● **SHORT TASK**
The data below must be copied in full and without any change.

● **RECORD SET**
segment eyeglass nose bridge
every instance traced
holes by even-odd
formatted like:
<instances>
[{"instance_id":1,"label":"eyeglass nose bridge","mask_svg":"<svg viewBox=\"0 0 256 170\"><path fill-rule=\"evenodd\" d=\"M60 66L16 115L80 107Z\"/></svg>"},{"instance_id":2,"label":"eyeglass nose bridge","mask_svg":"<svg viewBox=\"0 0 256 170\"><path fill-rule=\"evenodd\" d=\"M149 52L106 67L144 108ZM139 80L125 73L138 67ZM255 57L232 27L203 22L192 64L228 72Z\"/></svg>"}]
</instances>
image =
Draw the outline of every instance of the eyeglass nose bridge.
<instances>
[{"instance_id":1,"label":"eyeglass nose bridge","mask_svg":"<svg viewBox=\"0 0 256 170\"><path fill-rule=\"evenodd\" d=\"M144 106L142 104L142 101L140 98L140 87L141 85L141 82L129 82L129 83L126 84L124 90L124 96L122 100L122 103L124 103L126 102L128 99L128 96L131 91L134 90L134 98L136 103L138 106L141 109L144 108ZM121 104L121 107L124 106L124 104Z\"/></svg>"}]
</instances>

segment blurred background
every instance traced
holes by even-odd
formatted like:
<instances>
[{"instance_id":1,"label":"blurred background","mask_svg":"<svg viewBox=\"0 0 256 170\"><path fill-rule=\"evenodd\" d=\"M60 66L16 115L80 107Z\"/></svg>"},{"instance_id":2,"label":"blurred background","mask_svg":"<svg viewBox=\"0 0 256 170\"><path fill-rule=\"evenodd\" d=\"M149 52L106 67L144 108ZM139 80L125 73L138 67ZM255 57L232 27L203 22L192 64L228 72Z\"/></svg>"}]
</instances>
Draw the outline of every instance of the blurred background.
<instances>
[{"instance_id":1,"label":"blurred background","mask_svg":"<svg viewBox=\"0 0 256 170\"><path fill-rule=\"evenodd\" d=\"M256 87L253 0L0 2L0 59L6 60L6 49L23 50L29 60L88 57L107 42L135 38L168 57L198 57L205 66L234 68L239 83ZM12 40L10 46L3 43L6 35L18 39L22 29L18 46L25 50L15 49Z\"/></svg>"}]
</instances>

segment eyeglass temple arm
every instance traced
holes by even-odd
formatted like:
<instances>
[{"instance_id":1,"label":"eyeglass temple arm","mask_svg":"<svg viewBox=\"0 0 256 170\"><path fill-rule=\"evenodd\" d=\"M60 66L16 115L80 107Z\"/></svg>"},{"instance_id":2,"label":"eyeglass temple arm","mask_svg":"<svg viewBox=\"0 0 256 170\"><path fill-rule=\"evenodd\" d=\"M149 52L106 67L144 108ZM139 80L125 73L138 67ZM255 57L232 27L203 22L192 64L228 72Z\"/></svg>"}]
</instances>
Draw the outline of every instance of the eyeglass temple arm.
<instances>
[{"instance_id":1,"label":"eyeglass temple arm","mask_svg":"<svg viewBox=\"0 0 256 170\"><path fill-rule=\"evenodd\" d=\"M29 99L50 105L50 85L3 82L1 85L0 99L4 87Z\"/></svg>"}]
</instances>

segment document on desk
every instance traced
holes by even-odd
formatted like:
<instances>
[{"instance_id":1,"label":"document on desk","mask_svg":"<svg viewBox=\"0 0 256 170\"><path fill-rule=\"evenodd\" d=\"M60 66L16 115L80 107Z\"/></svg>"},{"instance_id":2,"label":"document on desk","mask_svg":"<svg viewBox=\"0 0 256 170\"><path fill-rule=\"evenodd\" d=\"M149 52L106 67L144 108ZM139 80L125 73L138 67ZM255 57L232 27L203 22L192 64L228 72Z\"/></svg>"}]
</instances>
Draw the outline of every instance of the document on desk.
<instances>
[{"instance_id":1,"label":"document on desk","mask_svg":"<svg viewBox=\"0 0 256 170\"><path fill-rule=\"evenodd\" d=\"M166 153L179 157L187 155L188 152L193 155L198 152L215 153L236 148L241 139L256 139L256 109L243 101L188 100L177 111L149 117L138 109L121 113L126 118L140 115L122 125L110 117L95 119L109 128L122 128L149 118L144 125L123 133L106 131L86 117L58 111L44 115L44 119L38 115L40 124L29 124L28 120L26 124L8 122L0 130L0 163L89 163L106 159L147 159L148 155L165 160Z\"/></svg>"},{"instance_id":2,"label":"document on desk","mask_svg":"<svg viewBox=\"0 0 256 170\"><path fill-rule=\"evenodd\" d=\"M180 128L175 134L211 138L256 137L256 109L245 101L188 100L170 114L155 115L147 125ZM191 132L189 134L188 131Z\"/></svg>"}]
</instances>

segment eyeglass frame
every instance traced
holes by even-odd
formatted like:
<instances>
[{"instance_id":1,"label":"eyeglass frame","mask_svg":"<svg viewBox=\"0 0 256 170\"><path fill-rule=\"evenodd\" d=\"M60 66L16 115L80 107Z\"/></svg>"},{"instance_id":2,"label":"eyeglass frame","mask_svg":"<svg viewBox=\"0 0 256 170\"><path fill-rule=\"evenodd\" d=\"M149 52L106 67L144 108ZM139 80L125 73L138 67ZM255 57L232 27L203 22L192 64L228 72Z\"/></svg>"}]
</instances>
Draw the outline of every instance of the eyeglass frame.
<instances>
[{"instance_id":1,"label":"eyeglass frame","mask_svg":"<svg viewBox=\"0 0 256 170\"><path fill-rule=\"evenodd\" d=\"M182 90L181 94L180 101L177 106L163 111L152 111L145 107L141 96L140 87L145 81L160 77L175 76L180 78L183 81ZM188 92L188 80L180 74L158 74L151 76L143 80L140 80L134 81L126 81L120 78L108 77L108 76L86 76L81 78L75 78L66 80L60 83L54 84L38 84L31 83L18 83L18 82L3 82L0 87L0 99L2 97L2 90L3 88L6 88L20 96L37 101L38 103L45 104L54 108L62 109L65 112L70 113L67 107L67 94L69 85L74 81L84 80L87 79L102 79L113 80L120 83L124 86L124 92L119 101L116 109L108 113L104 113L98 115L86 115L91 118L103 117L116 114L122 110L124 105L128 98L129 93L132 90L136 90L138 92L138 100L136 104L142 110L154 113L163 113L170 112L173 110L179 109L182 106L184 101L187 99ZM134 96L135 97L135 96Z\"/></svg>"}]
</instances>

● **OUTPUT FOR THIS EXERCISE**
segment eyeglass nose bridge
every instance traced
holes by even-odd
formatted like:
<instances>
[{"instance_id":1,"label":"eyeglass nose bridge","mask_svg":"<svg viewBox=\"0 0 256 170\"><path fill-rule=\"evenodd\" d=\"M60 66L16 115L80 107Z\"/></svg>"},{"instance_id":2,"label":"eyeglass nose bridge","mask_svg":"<svg viewBox=\"0 0 256 170\"><path fill-rule=\"evenodd\" d=\"M149 52L106 67L144 108ZM139 80L125 73L138 67ZM255 57L232 27L203 22L192 64L228 72Z\"/></svg>"}]
</instances>
image =
Draw the outline of every instance of the eyeglass nose bridge.
<instances>
[{"instance_id":1,"label":"eyeglass nose bridge","mask_svg":"<svg viewBox=\"0 0 256 170\"><path fill-rule=\"evenodd\" d=\"M144 106L142 104L142 101L140 98L140 87L141 85L141 82L129 82L129 83L126 84L124 90L124 96L122 100L122 103L124 103L126 102L128 99L128 96L131 91L134 90L134 98L136 103L138 106L141 109L144 108ZM121 104L121 107L124 106L124 104Z\"/></svg>"}]
</instances>

segment blurred background
every instance traced
holes by even-odd
formatted like:
<instances>
[{"instance_id":1,"label":"blurred background","mask_svg":"<svg viewBox=\"0 0 256 170\"><path fill-rule=\"evenodd\" d=\"M60 66L16 115L80 107Z\"/></svg>"},{"instance_id":2,"label":"blurred background","mask_svg":"<svg viewBox=\"0 0 256 170\"><path fill-rule=\"evenodd\" d=\"M149 52L106 67L144 108ZM139 80L125 73L138 67ZM255 57L232 27L203 22L192 64L228 72Z\"/></svg>"}]
</instances>
Draw the outline of every instance of the blurred background.
<instances>
[{"instance_id":1,"label":"blurred background","mask_svg":"<svg viewBox=\"0 0 256 170\"><path fill-rule=\"evenodd\" d=\"M256 87L253 0L0 2L0 59L6 60L6 49L23 50L29 60L88 57L107 42L135 38L168 57L198 57L205 66L234 68L239 83ZM12 40L10 46L3 43L6 35L18 39L22 29L18 46L25 50L15 49Z\"/></svg>"}]
</instances>

segment eyeglass temple arm
every instance traced
holes by even-odd
formatted like:
<instances>
[{"instance_id":1,"label":"eyeglass temple arm","mask_svg":"<svg viewBox=\"0 0 256 170\"><path fill-rule=\"evenodd\" d=\"M60 66L16 115L80 107Z\"/></svg>"},{"instance_id":2,"label":"eyeglass temple arm","mask_svg":"<svg viewBox=\"0 0 256 170\"><path fill-rule=\"evenodd\" d=\"M149 52L106 67L144 108ZM139 80L125 73L138 67ZM255 57L232 27L203 22L192 64L228 72Z\"/></svg>"}]
</instances>
Draw the outline of every instance of the eyeglass temple arm.
<instances>
[{"instance_id":1,"label":"eyeglass temple arm","mask_svg":"<svg viewBox=\"0 0 256 170\"><path fill-rule=\"evenodd\" d=\"M29 99L50 105L50 85L3 82L1 85L0 99L4 87Z\"/></svg>"}]
</instances>

segment document on desk
every instance traced
holes by even-odd
formatted like:
<instances>
[{"instance_id":1,"label":"document on desk","mask_svg":"<svg viewBox=\"0 0 256 170\"><path fill-rule=\"evenodd\" d=\"M60 66L16 115L80 107Z\"/></svg>"},{"instance_id":2,"label":"document on desk","mask_svg":"<svg viewBox=\"0 0 256 170\"><path fill-rule=\"evenodd\" d=\"M149 52L106 67L144 108ZM139 80L125 73L138 67ZM255 57L232 27L203 22L192 64L228 72Z\"/></svg>"}]
</instances>
Draw the outline of every instance of the document on desk.
<instances>
[{"instance_id":1,"label":"document on desk","mask_svg":"<svg viewBox=\"0 0 256 170\"><path fill-rule=\"evenodd\" d=\"M166 153L179 157L187 155L188 152L193 155L198 152L215 153L236 148L241 139L256 139L256 109L243 101L188 100L177 111L149 117L138 109L121 113L126 118L140 115L122 125L110 117L95 119L109 128L122 128L149 118L144 125L123 133L106 131L86 117L58 111L44 115L44 119L38 115L40 124L29 124L28 120L26 124L8 122L0 130L0 163L89 163L106 159L147 159L148 155L165 160Z\"/></svg>"},{"instance_id":2,"label":"document on desk","mask_svg":"<svg viewBox=\"0 0 256 170\"><path fill-rule=\"evenodd\" d=\"M180 128L175 134L211 138L256 137L256 109L245 101L188 100L170 114L155 115L147 125ZM191 132L189 134L188 131Z\"/></svg>"}]
</instances>

segment eyeglass frame
every instance traced
holes by even-odd
formatted like:
<instances>
[{"instance_id":1,"label":"eyeglass frame","mask_svg":"<svg viewBox=\"0 0 256 170\"><path fill-rule=\"evenodd\" d=\"M60 66L16 115L80 107Z\"/></svg>"},{"instance_id":2,"label":"eyeglass frame","mask_svg":"<svg viewBox=\"0 0 256 170\"><path fill-rule=\"evenodd\" d=\"M149 52L106 67L144 108ZM139 80L125 73L138 67ZM255 57L232 27L203 22L192 64L228 72Z\"/></svg>"}]
</instances>
Draw the outline of every instance of the eyeglass frame.
<instances>
[{"instance_id":1,"label":"eyeglass frame","mask_svg":"<svg viewBox=\"0 0 256 170\"><path fill-rule=\"evenodd\" d=\"M182 90L181 94L180 101L177 106L163 111L152 111L145 107L141 96L140 87L145 81L160 77L175 76L180 78L183 81ZM188 92L188 80L180 74L158 74L151 76L143 80L140 80L134 81L126 81L120 78L108 77L108 76L86 76L81 78L75 78L66 80L60 83L54 84L38 84L31 83L18 83L18 82L3 82L0 87L0 99L2 97L2 90L3 88L6 88L20 96L37 101L38 103L45 104L54 108L62 109L65 112L70 113L67 107L67 94L69 85L74 81L84 80L87 79L102 79L113 80L120 83L124 86L124 92L119 101L116 109L108 113L104 113L98 115L86 115L91 118L103 117L116 114L122 110L124 105L128 98L129 93L132 90L136 90L138 92L138 100L136 104L142 110L154 113L163 113L170 112L173 110L179 109L182 106L184 101L187 99ZM134 96L135 97L135 96Z\"/></svg>"}]
</instances>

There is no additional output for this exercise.